ТЕКСТ:
.....
Это явление я рассматриваю и классифицирую в рамках неофеодализма,
доктрины, изобличению которой я посвятил много сил и времени. Пожалуй, я
первый ввел и использовал этот термин, который сегодня широко применяется
Наумом Хомским (он же Ноам Чомски; с ним я в свое время дискутировал на эту
тему), Дэйвидом Айком, или Антоном Баумгартеном. Мотив наступления
неофеодализма и нового Средневековья на всех фронтах я развиваю почти во
всех своих литературных и не литературных произведениях (в частности, весьма
развернуто - в громадной работе "ГУЛАГ Палестины" (начало 1990-х).

3 основных проекта ввели в жизнь в XX веке и разрабатывали одни и те же
силы, пытаясь внедрить в жизнь неофеодализм: революция 1917 года в России,
гитлеровский переворот в Германии, и образование государства Израиль в
Палестине. Два первых проекта в больших странах (России и Германии)
провалились, и обкатку третьего начали уже после этих грандиозных провалов,
чтобы в крошечном "городе"-государстве, в изолированной среде, "довести его
до ума" - и оттуда, из этой тайной лаборатории, распространить по всему
свету. С экспансией этой доктрины связано убийство Президента Кеннеди,
импичмент Никсона и Клинтона, развал СССР. Основные агенты неофеодализма в
сегодняшнем мире: британский режим, и администрации Буша и Ольмерта.

В культурологическом плане главное направление идеологов неофеодализма
сконцентрировалось на разрушении европейской культуры, обрыве ее связей с
традицией, а традиции - с живым новаторством, на бесповоротной дискредитации
авангардного искусства путем доведения его до полного абсурда, т.е. до своей
противоположности. Именно это и попытались (вместе с бесчисленным множеством
других предприятий) осуществить в рамках московского концептуализма.
.....
ИСХОДНЫЕ МАТЕРИАЛЫ:

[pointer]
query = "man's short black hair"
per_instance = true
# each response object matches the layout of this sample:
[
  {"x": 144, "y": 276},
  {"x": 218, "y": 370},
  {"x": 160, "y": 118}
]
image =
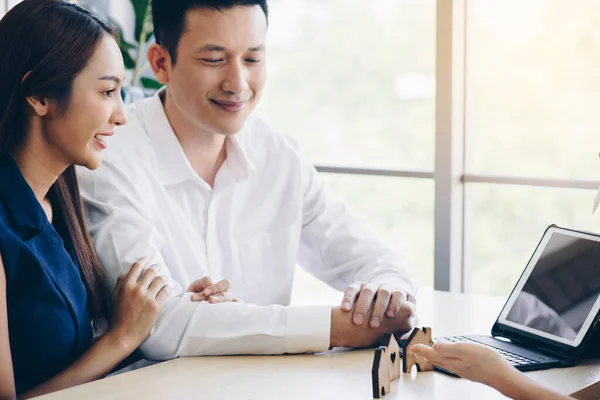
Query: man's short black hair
[{"x": 169, "y": 17}]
.....
ЗАДАНИЕ 1: Кратко перескажите абзац текста о неофеодализме, который начинается словами «В культурологическом плане», и сохраните его основные сведения.
ЗАДАНИЕ 2: Воспроизведите дословно фрагмент текста о неофеодализме между словами «3 основных проекта» и «(России и Германии)» включительно.

РЕШЕНИЕ 1: По словам автора, идеологи неофеодализма в области культуры сосредоточились на разрушении европейской культуры. Они стремились разорвать ее связь с традицией, а связь традиции — с живым новаторством. Кроме того, они добивались окончательной дискредитации авангардного искусства, доводя его до полного абсурда, то есть превращая в собственную противоположность. Это, наряду с множеством других начинаний, пытались осуществить в рамках московского концептуализма.

РЕШЕНИЕ 2:
3 основных проекта ввели в жизнь в XX веке и разрабатывали одни и те же
силы, пытаясь внедрить в жизнь неофеодализм: революция 1917 года в России,
гитлеровский переворот в Германии, и образование государства Израиль в
Палестине. Два первых проекта в больших странах (России и Германии)